Исходный отрывок:
◇ ◇ ◇

В течение этого вечера мистер Бест изо всех сил пытался убедить лорда Камелфорда, что полученная им информация не соответствует действительности, но, поскольку тот действовал исходя из ложных представлений, ему будет достаточно, если он возьмет назад свои слова. Лорд Камелфорд отказался ответить на это разумное предложение. Мистер Бест оставил кафе в возбужденном состоянии, и вскоре лорду Камелфорду была доставлена записка. Публика в кафе пришла к выводу, что это был вызов, и сообщила о ней в полицейский участок, но не было предпринято никаких шагов до двух часов утра, когда люди собрались у дверей дома лорда Камелфорда. В своей резиденции на Бонд-стрит он огласил свое пожелание:
"Есть много вещей, о которых я в другое время воздержался бы упоминать, но сейчас скажу, что в последней ссоре я, вне всяких сомнений, являюсь обидчиком как по духу, так и по смыслу брошенных мной слов. Если я расстанусь с жизнью в стычке, которую я сам вызвал, то решительно запрещаю кому-либо из моих друзей или родственников, что бы они ни услышали, хоть в какой-то мере преследовать моего противника или мстить ему; если же, несмотря на мои вышесказанные слова, он подпадет под действие законов страны, я хочу, чтобы эта часть моего желания стала известна королю в надежде, что его королевское сердце сможет проявить милость к нему".

◇ ◇ ◇

Фрагменты набора данных:
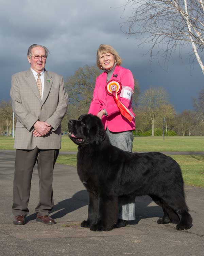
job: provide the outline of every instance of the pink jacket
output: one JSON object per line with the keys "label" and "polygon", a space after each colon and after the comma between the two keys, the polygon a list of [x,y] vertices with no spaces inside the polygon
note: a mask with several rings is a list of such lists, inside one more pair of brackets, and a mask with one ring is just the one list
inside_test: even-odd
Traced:
{"label": "pink jacket", "polygon": [[[118,75],[117,77],[114,77],[114,74],[116,74]],[[113,96],[106,93],[105,85],[106,84],[107,76],[107,73],[104,72],[96,79],[93,99],[91,102],[89,114],[96,115],[99,111],[104,109],[108,114],[107,116],[103,116],[102,118],[105,130],[107,126],[109,131],[115,132],[135,130],[134,119],[130,122],[122,116]],[[134,90],[134,79],[132,72],[129,69],[120,66],[116,66],[111,78],[111,80],[112,79],[119,80],[122,86],[128,86]],[[120,97],[120,94],[118,96],[118,99],[131,112],[133,113],[131,107],[132,98],[130,100]]]}

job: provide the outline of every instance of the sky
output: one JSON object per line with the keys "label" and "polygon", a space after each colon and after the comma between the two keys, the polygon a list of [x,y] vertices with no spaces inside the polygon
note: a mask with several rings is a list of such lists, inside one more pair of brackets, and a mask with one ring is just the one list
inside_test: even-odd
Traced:
{"label": "sky", "polygon": [[[11,77],[30,68],[29,47],[45,45],[50,52],[46,69],[62,75],[66,81],[80,67],[95,65],[102,43],[118,52],[122,66],[138,80],[141,93],[150,87],[162,87],[178,113],[193,109],[193,98],[203,88],[201,69],[196,61],[191,66],[189,48],[176,52],[162,67],[150,62],[147,45],[139,46],[134,35],[121,31],[121,24],[131,15],[123,12],[126,0],[0,0],[0,100],[8,100]],[[68,94],[69,91],[68,91]]]}

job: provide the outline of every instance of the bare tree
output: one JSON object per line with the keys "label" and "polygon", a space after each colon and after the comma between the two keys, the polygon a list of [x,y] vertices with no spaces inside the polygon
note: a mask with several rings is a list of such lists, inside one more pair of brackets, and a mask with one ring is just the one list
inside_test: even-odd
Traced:
{"label": "bare tree", "polygon": [[184,110],[178,115],[176,118],[175,128],[178,132],[181,132],[183,136],[187,132],[190,136],[195,130],[197,125],[195,113],[189,110]]}
{"label": "bare tree", "polygon": [[13,120],[13,110],[11,102],[2,101],[0,105],[0,116],[4,121],[6,129],[6,135],[8,135],[8,130]]}
{"label": "bare tree", "polygon": [[173,106],[171,104],[164,104],[159,108],[159,116],[160,118],[159,126],[161,128],[163,127],[163,118],[165,119],[165,125],[166,127],[166,134],[167,135],[168,130],[171,129],[173,126],[176,112]]}
{"label": "bare tree", "polygon": [[76,104],[82,114],[88,110],[96,79],[101,73],[96,66],[86,65],[79,68],[65,83],[70,103]]}
{"label": "bare tree", "polygon": [[152,125],[152,136],[154,136],[154,127],[160,118],[160,109],[167,103],[168,93],[162,87],[150,89],[145,91],[139,100],[139,103],[149,116]]}
{"label": "bare tree", "polygon": [[135,117],[135,130],[142,133],[151,129],[149,116],[143,107],[138,107],[134,111]]}
{"label": "bare tree", "polygon": [[130,8],[133,14],[125,18],[122,29],[139,37],[141,44],[149,44],[151,58],[155,50],[157,58],[168,62],[177,46],[181,50],[190,44],[193,61],[196,58],[204,74],[203,0],[126,0],[124,7],[124,13]]}

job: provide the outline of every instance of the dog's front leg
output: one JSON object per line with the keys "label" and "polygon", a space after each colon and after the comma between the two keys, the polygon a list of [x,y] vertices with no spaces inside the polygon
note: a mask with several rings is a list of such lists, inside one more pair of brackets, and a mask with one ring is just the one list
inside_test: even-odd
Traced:
{"label": "dog's front leg", "polygon": [[98,208],[98,199],[97,195],[88,192],[89,202],[88,210],[88,218],[81,223],[81,227],[89,228],[90,225],[95,224],[97,219]]}
{"label": "dog's front leg", "polygon": [[118,198],[102,195],[98,199],[97,220],[90,226],[92,231],[108,231],[113,229],[118,215]]}

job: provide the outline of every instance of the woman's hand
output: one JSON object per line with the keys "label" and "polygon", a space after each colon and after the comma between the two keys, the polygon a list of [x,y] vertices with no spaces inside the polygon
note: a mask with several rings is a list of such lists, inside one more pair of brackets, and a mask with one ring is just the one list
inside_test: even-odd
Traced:
{"label": "woman's hand", "polygon": [[102,109],[102,110],[101,110],[100,111],[98,112],[98,113],[97,114],[97,116],[98,117],[99,117],[100,119],[102,119],[103,116],[104,115],[105,115],[105,110],[104,109]]}

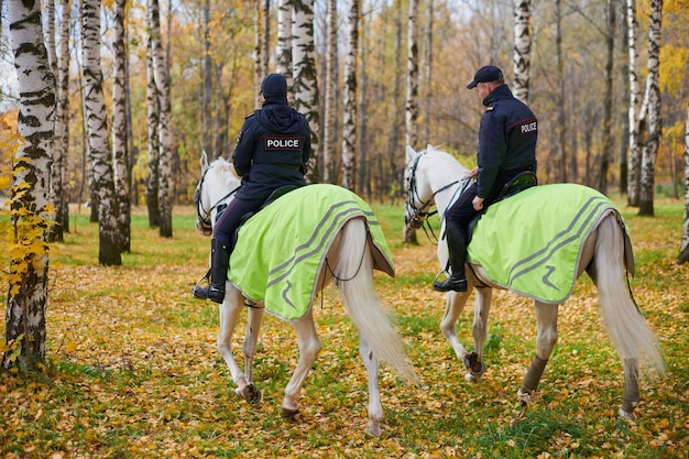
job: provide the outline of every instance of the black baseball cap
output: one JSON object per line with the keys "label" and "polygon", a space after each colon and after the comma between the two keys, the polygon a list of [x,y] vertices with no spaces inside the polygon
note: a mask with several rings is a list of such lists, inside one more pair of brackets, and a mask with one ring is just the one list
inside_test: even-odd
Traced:
{"label": "black baseball cap", "polygon": [[494,65],[486,65],[477,70],[473,81],[467,85],[467,89],[473,89],[479,83],[503,81],[505,77],[502,70]]}

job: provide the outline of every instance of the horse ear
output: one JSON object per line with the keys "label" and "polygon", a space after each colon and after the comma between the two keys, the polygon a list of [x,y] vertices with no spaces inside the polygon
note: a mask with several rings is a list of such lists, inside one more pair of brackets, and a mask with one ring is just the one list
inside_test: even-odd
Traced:
{"label": "horse ear", "polygon": [[207,168],[208,168],[208,155],[206,154],[206,151],[204,150],[201,152],[201,172],[206,172]]}
{"label": "horse ear", "polygon": [[407,145],[407,163],[411,163],[416,157],[416,152],[412,145]]}

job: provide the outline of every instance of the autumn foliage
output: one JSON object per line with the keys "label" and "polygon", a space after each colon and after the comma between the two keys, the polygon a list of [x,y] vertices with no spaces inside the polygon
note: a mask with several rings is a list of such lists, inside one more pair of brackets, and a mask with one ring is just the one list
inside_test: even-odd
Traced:
{"label": "autumn foliage", "polygon": [[[331,287],[315,304],[324,350],[306,381],[302,414],[285,422],[280,403],[296,363],[294,332],[266,317],[254,367],[263,402],[238,400],[216,349],[217,305],[190,296],[208,262],[194,209],[175,209],[173,239],[160,238],[135,209],[132,253],[122,266],[99,266],[97,227],[73,208],[72,232],[51,248],[47,365],[0,373],[0,457],[686,457],[689,267],[675,264],[682,208],[669,200],[656,206],[655,218],[622,209],[637,258],[630,285],[668,370],[665,379],[642,382],[636,423],[616,417],[622,368],[588,278],[560,307],[556,351],[535,403],[523,407],[515,394],[534,352],[532,302],[494,294],[486,373],[466,383],[439,329],[445,299],[430,288],[436,248],[423,234],[420,245],[401,244],[402,206],[374,206],[397,270],[394,280],[376,274],[376,289],[396,314],[423,381],[405,385],[383,364],[380,438],[363,435],[365,370]],[[472,299],[467,309],[458,331],[471,348]],[[242,330],[243,323],[238,356]]]}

◇ ◇ ◇

Продолжите отрывок о ссоре лорда Камелфорда с мистером Бестом, начав сразу после его последнего предложения.

Написав это заявление, Камелфорд в среду, 9 марта, между часом и двумя покинул свое жилище и уснул в таверне, скорее всего, чтобы избежать внимания полиции. По соглашению между секундантами его светлость и мистер Бест встретились рано утром в кофейне на Оксфорд-стрит, и здесь мистер Бест возобновил свои попытки убедить лорда взять обратно свои оскорбительные выражения. "Камелфорд, – сказал он, – мы были друзьями, и я знаю несомненное благородство твоей натуры. Но ты жестоко оскорбил мою честь. Так не настаивай на выражениях, из-за которых один из нас может погибнуть". На эти увещевания лорд Камелфорд ответил: "Бест, это детские игры; дело должно продолжиться". Так и договорились, но, несмотря на свой отказ от урегулирования, он, поразмыслив, оправдал Беста – сказав, что он не говорил тех слов, которые миссис С. приписала ему, – и доверительно признался своему секунданту, что совершил ошибку, а Бест – человек чести, но он не может заставить себя взять обратно слова, которые он однажды произнес.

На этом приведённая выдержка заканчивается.